• _TASK ITEM_
The whole of the data must be transcribed exactly.
--- START ---
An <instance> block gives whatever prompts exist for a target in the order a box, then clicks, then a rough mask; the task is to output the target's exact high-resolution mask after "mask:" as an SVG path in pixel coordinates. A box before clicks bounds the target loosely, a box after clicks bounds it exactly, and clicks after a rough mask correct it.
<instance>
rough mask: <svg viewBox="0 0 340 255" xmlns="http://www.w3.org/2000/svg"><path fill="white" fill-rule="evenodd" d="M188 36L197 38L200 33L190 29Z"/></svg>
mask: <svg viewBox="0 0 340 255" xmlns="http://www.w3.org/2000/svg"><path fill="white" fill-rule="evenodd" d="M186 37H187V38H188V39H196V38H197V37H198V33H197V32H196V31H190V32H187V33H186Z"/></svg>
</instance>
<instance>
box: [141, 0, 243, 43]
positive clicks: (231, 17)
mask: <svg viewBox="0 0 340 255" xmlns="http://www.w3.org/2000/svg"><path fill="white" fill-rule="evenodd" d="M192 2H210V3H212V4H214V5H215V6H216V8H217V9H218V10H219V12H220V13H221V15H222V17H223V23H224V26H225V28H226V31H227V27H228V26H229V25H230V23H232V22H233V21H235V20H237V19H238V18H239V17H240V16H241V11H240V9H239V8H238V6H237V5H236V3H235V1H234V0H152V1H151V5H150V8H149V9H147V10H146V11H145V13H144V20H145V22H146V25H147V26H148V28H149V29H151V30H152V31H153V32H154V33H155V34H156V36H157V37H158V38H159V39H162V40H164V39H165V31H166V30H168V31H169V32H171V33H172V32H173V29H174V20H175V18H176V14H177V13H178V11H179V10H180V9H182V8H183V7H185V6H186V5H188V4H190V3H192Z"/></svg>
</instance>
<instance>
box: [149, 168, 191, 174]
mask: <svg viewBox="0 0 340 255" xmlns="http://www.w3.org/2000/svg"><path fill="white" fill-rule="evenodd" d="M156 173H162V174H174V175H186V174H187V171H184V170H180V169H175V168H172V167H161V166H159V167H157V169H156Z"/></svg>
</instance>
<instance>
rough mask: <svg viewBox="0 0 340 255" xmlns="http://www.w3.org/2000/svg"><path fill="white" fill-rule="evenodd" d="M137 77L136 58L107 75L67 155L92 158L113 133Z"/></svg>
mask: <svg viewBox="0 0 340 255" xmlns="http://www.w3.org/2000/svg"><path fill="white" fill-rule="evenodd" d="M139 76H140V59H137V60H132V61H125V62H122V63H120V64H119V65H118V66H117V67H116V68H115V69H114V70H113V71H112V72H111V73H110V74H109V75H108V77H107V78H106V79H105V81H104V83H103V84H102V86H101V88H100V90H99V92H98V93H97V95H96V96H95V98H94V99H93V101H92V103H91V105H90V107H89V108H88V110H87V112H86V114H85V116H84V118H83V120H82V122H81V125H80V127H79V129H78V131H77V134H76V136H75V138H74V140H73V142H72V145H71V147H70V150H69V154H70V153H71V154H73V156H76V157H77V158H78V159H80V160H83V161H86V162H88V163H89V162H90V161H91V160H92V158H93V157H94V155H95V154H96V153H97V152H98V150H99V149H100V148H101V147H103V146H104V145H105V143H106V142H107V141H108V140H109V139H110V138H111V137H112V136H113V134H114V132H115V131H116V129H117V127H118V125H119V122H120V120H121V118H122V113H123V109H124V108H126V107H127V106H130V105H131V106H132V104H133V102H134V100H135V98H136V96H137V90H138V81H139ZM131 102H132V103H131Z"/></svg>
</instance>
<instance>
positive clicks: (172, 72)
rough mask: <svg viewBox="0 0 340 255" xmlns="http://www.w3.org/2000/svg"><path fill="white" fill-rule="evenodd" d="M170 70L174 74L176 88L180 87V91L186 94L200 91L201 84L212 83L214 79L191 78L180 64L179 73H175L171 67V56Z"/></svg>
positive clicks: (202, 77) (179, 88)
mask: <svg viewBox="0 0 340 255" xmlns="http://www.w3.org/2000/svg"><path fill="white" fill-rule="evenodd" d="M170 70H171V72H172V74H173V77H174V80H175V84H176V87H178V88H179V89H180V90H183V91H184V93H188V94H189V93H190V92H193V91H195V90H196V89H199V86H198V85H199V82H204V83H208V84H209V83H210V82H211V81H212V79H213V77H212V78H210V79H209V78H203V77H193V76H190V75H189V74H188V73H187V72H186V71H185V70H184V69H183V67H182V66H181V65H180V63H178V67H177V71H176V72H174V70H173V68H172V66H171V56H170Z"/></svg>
--- END ---
• _THE ANSWER_
An <instance> block gives whatever prompts exist for a target in the order a box, then clicks, then a rough mask; the task is to output the target's exact high-resolution mask after "mask:" as an SVG path in pixel coordinates. A box before clicks bounds the target loosely, a box after clicks bounds it exactly, and clicks after a rough mask correct it.
<instance>
rough mask: <svg viewBox="0 0 340 255" xmlns="http://www.w3.org/2000/svg"><path fill="white" fill-rule="evenodd" d="M188 36L197 38L200 33L190 29Z"/></svg>
mask: <svg viewBox="0 0 340 255" xmlns="http://www.w3.org/2000/svg"><path fill="white" fill-rule="evenodd" d="M186 37H187V38H188V39H196V38H197V37H198V33H197V32H196V31H190V32H187V33H186Z"/></svg>
</instance>
<instance>
box: [141, 0, 243, 43]
positive clicks: (231, 17)
mask: <svg viewBox="0 0 340 255" xmlns="http://www.w3.org/2000/svg"><path fill="white" fill-rule="evenodd" d="M192 2H210V3H212V4H214V5H215V6H216V8H217V9H218V10H219V12H220V13H221V15H222V17H223V23H224V26H225V28H226V31H227V27H228V26H229V25H230V23H232V22H233V21H235V20H237V19H238V18H239V17H240V16H241V11H240V9H239V8H238V6H237V5H236V3H235V1H234V0H152V1H151V5H150V8H149V9H147V10H146V11H145V13H144V20H145V22H146V25H147V26H148V28H149V29H151V30H152V31H153V32H154V33H155V34H156V36H157V37H158V38H159V39H162V40H164V39H165V31H166V30H168V31H169V32H171V33H172V32H173V29H174V20H175V18H176V14H177V13H178V11H179V10H180V9H182V8H183V7H185V6H186V5H188V4H190V3H192Z"/></svg>
</instance>
<instance>
box: [149, 168, 191, 174]
mask: <svg viewBox="0 0 340 255" xmlns="http://www.w3.org/2000/svg"><path fill="white" fill-rule="evenodd" d="M156 173H162V174H174V175H186V174H187V171H184V170H180V169H175V168H172V167H161V166H159V167H157V169H156Z"/></svg>
</instance>
<instance>
rough mask: <svg viewBox="0 0 340 255" xmlns="http://www.w3.org/2000/svg"><path fill="white" fill-rule="evenodd" d="M137 77L136 58L107 75L67 155L92 158L113 133Z"/></svg>
mask: <svg viewBox="0 0 340 255" xmlns="http://www.w3.org/2000/svg"><path fill="white" fill-rule="evenodd" d="M139 76H140V59H137V60H132V61H125V62H122V63H120V64H119V65H118V66H117V67H116V68H115V69H114V70H113V71H112V72H111V73H110V74H109V75H108V77H107V78H106V79H105V81H104V83H103V84H102V86H101V88H100V90H99V92H98V93H97V95H96V96H95V98H94V99H93V101H92V103H91V105H90V107H89V108H88V110H87V112H86V114H85V116H84V118H83V120H82V122H81V125H80V127H79V129H78V131H77V134H76V136H75V138H74V140H73V142H72V145H71V147H70V150H69V154H70V153H71V154H73V156H76V157H77V158H78V159H80V160H83V161H86V162H88V163H89V162H90V161H91V160H92V158H93V157H94V155H95V154H96V153H97V152H98V150H99V149H100V148H101V147H103V146H104V145H105V143H106V142H107V141H108V140H109V139H110V138H111V137H112V136H113V134H114V132H115V131H116V129H117V127H118V125H119V122H120V120H121V118H122V113H123V109H124V108H126V107H127V106H130V105H131V106H132V104H133V102H134V100H135V98H136V96H137V90H138V81H139ZM131 102H132V103H131Z"/></svg>
</instance>
<instance>
positive clicks: (172, 72)
rough mask: <svg viewBox="0 0 340 255" xmlns="http://www.w3.org/2000/svg"><path fill="white" fill-rule="evenodd" d="M170 70L174 74L176 88L180 87V91L186 94L200 91L201 84L212 83L214 79L191 78L180 64L179 73H175L171 67V56Z"/></svg>
positive clicks: (202, 77) (179, 88)
mask: <svg viewBox="0 0 340 255" xmlns="http://www.w3.org/2000/svg"><path fill="white" fill-rule="evenodd" d="M170 70H171V72H172V74H173V77H174V80H175V84H176V87H178V88H179V89H180V90H183V91H184V93H188V94H189V93H190V92H193V91H195V90H196V89H199V86H198V85H199V82H204V83H208V84H209V83H210V82H211V81H212V79H213V77H212V78H210V79H209V78H203V77H193V76H190V75H189V74H188V73H187V72H186V71H185V70H184V69H183V67H182V66H181V65H180V63H178V67H177V71H176V72H174V70H173V68H172V66H171V56H170Z"/></svg>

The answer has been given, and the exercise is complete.